| Task details |
Extract all records. Keep each one exact.

(Data records)
________________________________________

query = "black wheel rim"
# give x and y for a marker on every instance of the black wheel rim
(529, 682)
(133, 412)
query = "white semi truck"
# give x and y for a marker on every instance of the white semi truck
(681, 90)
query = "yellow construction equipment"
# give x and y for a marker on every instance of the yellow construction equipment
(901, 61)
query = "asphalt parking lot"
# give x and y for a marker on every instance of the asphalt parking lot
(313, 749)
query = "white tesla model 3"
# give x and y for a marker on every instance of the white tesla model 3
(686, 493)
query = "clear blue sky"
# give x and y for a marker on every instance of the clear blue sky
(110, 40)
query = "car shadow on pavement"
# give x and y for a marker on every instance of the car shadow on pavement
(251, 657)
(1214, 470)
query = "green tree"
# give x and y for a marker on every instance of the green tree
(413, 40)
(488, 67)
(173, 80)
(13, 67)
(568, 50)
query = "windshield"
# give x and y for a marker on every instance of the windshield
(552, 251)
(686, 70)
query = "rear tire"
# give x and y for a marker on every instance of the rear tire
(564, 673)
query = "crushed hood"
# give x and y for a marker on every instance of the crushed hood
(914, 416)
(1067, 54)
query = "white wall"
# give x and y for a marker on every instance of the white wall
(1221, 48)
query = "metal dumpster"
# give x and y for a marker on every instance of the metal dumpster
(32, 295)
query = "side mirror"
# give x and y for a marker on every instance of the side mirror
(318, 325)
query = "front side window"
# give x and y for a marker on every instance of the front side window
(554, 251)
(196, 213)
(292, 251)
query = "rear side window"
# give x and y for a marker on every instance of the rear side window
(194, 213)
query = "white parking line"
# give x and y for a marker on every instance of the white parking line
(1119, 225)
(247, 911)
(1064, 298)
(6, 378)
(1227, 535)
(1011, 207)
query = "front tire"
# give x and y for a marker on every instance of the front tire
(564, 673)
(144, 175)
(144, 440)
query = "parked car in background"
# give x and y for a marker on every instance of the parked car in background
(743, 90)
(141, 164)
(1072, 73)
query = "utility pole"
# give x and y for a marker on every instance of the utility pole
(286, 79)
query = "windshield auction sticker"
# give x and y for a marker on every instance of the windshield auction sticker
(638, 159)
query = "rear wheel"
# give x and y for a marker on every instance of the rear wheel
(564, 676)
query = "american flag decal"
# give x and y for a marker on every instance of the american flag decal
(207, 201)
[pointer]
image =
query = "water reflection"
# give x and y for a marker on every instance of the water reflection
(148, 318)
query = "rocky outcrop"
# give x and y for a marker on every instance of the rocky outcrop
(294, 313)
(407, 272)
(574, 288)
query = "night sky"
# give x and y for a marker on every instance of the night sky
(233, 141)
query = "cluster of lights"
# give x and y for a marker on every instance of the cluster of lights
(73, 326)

________________________________________

| Solution for this exercise |
query = "black wheel rim"
# give x and y for a marker on every instance of the black wheel rim
(529, 682)
(133, 412)
query = "white semi truck"
# give x and y for a marker on every instance of the white semi truck
(681, 90)
query = "yellow construction equipment"
# give x and y for a marker on every instance of the yellow construction equipment
(901, 61)
query = "asphalt parking lot"
# give x and y for a marker on every instance of the asphalt parking lot
(313, 749)
query = "white tesla model 3"
# give x and y for a marker on every instance of the white tesla model 3
(686, 493)
query = "clear blue sky"
# give x and y for a marker on every instance of the clear blue sky
(110, 40)
query = "car shadow on pavement"
# give x and y for a marker on every instance of the car shadow on pavement
(251, 657)
(1214, 470)
query = "green tree"
# give x and y for a marker on every instance of the green tree
(413, 40)
(488, 67)
(173, 80)
(13, 67)
(568, 50)
query = "windshield"
# give x and y for a marker on every instance of the windshield
(552, 251)
(686, 70)
query = "rear tire"
# give x and y for a marker on every instance of the rear tire
(564, 673)
query = "crushed hood"
# give x and y for a marker on every instance of the crushed hood
(914, 416)
(1067, 54)
query = "white wall"
# give x and y for a marker on every instance of the white wall
(1221, 48)
query = "metal dumpster"
# give x and y for a marker on every instance of the metal dumpster
(32, 295)
query = "side mirror"
# give x and y for a marker on every instance of the side mirror
(318, 325)
query = "front side window"
# give x and y for a marker on every instance of the front side window
(554, 251)
(196, 213)
(292, 251)
query = "rear side window"
# give x and y for a marker on every instance of the rear side window
(194, 213)
query = "white parking line"
# give x and y for a marker on every instance of the white parking line
(1119, 225)
(247, 911)
(1064, 298)
(6, 378)
(1227, 535)
(1011, 207)
query = "front tire"
# give x and y for a marker on every instance of the front tire
(564, 673)
(144, 175)
(144, 440)
query = "parked car in background"
# give x and y for a marker on every instance of the parked car in background
(743, 90)
(141, 164)
(1072, 73)
query = "utility pole"
# give x and y for a marker on every instance of the utility pole
(286, 79)
query = "windshield auction sticker"
# give x and y for a marker on every instance of the windshield auction sticker
(638, 159)
query = "rear wheel"
# give x and y for a marker on every instance of the rear wheel
(564, 676)
query = "american flag decal"
# give x and y for a marker on every instance of the american flag decal
(207, 201)
[pointer]
image =
query = "water reflection"
# give x and y for a marker on every instance of the water reflection
(148, 318)
query = "rocky outcrop"
# give x and y for a marker on every instance of the rocky outcrop
(294, 313)
(407, 272)
(574, 288)
query = "night sky"
# give x and y for a marker on every instance of the night sky
(233, 141)
query = "cluster of lights"
# give x and y for a marker on every instance of the cluster of lights
(73, 326)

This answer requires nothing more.